- GIVEN TEXT
I would contact the company that made the tank. They can at least point you in the right direction.


----------



## kd5exp (Mar 21, 2014)

That's a problem, I picked this up used and don't know the maker of this tank.


----------



## Akari_32 (May 20, 2014)

They took all the bits off the bottom? There's usually a little tag-like sticker half under the rim that says the manufacturer.... Since it's a bow front, you can always start by looking up who makes 46 gallon bow fronts, using the measurements of the tank. Not every company uses the same dimension.


----------



## BillD (May 17, 2005)

If the bottom trim is intact, you can remove it and swap with the top.


----------



## kd5exp (Mar 21, 2014)

The bottom trim has a section missing (broken) so that won't work. I called several companies and from what I get they don't handle it anymore. Some one had to have these, too many of them around. Thought about making a metal one but having hard time finding stainless steel like I need. any ideas?


----------



## Deeda (Oct 12, 2012)

You can try calling Aqueon directly with the dimensions of your tank and see if you can purchase it from them or have them send it to a store in your area. Their website lists a 46 bow dimensions as 36-3/8" long x 16-3/8" wide x 20-7/8" high. You may also need the thickness of the glass if it isn't their brand but it may fit properly.


----------



## Mcdaphnia (Dec 16, 2003)

If you can't get a frame replacement, you could have a piece of glass cut to fit as a glass center brace. There will be extra cost for the curve that has to be on one end of the new brace.


----------

- WHAT THIS TASK INVOLVES
Extract the passage of the forum thread about the bow front tank between "## Akari_32 (May" and "(May 17, 2005)", inclusive. The records are separate material, unrelated to the forum thread above.

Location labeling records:

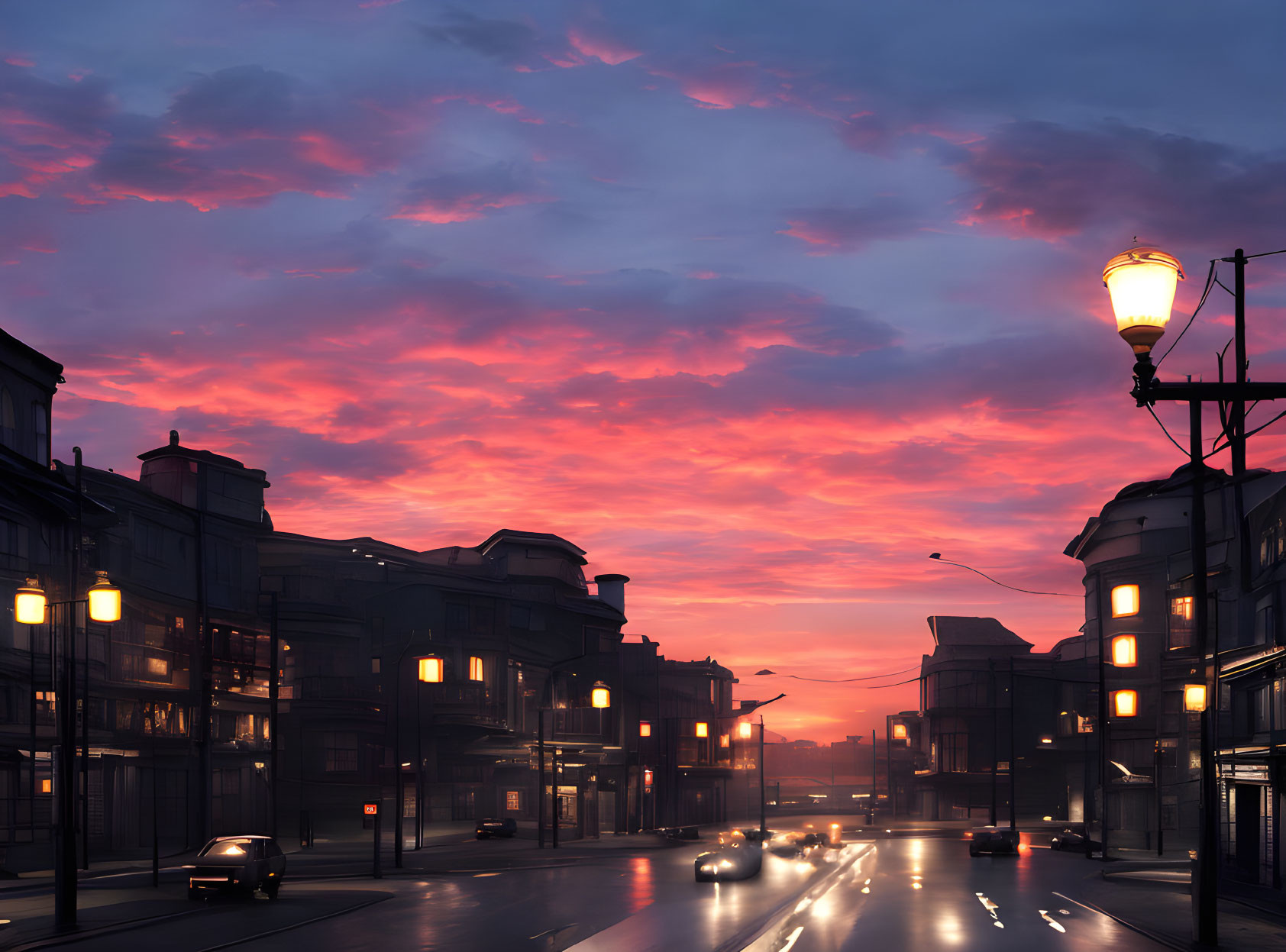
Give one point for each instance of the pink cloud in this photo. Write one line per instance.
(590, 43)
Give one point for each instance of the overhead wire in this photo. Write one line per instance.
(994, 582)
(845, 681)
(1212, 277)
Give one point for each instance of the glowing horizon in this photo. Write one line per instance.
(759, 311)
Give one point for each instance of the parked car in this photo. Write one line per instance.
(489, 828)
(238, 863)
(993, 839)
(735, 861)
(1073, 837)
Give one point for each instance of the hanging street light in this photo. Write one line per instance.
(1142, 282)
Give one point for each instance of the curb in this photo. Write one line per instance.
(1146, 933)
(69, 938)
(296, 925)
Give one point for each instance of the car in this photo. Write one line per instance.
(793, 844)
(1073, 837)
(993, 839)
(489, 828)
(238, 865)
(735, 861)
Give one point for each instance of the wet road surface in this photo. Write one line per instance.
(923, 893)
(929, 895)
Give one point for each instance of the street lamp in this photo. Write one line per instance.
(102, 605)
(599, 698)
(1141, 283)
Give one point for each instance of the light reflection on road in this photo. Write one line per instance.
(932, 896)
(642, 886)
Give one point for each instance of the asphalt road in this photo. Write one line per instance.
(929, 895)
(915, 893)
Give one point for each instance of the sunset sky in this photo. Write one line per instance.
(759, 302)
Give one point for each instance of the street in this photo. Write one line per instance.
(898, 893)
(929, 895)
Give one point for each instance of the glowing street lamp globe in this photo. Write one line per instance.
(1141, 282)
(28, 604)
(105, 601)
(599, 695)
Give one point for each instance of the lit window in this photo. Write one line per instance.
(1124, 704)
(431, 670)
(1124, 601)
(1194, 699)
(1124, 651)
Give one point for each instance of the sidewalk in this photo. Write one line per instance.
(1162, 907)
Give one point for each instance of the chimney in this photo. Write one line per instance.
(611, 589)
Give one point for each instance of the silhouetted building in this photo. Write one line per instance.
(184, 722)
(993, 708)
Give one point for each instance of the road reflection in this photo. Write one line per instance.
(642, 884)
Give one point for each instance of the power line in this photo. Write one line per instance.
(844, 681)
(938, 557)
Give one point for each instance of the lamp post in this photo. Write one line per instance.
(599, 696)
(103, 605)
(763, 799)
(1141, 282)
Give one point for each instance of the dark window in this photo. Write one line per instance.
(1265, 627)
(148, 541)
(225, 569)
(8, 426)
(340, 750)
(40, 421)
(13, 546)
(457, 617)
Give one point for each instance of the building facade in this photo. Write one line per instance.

- ANSWER TO THIS TASK
## Akari_32 (May 20, 2014)

They took all the bits off the bottom? There's usually a little tag-like sticker half under the rim that says the manufacturer.... Since it's a bow front, you can always start by looking up who makes 46 gallon bow fronts, using the measurements of the tank. Not every company uses the same dimension.


----------



## BillD (May 17, 2005)